- _INPUT MATERIAL_
____
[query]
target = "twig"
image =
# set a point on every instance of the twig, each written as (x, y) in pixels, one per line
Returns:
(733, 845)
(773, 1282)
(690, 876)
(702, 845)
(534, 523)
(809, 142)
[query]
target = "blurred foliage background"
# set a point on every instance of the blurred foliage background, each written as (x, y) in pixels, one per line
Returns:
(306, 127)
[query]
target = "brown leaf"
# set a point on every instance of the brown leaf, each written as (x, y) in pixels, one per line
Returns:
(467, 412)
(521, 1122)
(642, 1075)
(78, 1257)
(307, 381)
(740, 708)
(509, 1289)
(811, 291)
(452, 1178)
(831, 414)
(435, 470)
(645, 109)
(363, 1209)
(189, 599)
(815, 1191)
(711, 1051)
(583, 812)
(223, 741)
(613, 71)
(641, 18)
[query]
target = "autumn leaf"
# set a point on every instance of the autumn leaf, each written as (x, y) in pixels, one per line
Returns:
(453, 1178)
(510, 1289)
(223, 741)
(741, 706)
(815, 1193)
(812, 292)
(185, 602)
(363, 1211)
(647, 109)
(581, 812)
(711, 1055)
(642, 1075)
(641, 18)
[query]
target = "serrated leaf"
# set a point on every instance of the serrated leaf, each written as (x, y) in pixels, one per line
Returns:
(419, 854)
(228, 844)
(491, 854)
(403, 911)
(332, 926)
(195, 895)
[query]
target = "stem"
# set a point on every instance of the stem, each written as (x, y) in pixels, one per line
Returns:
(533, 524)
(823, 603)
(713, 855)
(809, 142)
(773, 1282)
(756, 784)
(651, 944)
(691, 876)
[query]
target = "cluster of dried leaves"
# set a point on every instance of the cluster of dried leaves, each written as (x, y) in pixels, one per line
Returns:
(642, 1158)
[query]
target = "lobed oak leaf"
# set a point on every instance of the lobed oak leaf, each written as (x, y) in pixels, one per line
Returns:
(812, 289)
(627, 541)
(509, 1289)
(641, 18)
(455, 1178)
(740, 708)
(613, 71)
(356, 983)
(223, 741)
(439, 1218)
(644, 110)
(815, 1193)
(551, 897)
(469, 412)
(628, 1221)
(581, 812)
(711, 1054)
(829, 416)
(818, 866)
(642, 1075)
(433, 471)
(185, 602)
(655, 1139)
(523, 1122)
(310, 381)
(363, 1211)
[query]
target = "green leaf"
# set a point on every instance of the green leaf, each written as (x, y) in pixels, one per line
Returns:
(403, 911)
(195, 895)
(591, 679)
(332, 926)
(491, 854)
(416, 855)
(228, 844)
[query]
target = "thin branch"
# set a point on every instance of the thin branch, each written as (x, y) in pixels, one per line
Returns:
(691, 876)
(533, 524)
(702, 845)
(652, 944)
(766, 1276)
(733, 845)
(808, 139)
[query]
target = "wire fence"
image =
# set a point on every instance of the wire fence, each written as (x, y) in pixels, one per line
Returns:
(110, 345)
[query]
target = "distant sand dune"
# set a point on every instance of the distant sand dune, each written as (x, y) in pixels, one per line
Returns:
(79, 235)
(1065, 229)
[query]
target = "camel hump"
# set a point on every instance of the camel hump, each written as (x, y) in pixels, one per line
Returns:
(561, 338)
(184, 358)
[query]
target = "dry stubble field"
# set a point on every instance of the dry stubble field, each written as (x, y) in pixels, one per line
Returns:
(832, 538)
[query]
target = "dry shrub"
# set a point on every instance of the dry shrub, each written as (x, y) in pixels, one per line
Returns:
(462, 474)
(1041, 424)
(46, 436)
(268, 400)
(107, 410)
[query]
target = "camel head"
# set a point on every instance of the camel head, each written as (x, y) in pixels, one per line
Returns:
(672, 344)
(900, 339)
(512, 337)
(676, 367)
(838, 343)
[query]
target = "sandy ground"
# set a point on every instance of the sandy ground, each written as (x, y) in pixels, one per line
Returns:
____
- _WORK TO COMPLETE_
Give a tally of the lines in the listing above that contain the word "blurred", and provide nothing beyond the number.

- _TASK RESPONSE_
2